Copy out, word for word, the lines starting with the one that contains "Wildlife camera triggered — scan the photo above for brown" and ending with the one that contains "Wildlife camera triggered — scan the photo above for waterfront", both included.

▸ MATERIALS PROVIDED
== == ==
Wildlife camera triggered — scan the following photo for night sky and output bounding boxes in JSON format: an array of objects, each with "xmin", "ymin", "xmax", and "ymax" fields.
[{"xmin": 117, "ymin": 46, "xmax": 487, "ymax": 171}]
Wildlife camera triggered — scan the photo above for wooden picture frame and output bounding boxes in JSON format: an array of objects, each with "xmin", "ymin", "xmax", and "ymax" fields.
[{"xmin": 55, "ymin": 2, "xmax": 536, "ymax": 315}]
== == ==
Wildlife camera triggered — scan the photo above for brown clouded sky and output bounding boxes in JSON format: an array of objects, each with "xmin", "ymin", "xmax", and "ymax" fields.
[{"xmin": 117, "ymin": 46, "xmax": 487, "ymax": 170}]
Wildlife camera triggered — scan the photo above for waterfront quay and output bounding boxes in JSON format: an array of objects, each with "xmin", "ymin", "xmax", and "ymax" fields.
== == ==
▸ FULL SOLUTION
Wildlife camera triggered — scan the photo above for brown clouded sky and output bounding boxes in JSON format: an array of objects, each with "xmin", "ymin", "xmax", and "ymax" fields.
[{"xmin": 117, "ymin": 46, "xmax": 487, "ymax": 170}]
Wildlife camera triggered — scan the photo above for waterfront quay and output bounding boxes in JSON format: an array of objects, each with "xmin", "ymin", "xmax", and "ymax" fields.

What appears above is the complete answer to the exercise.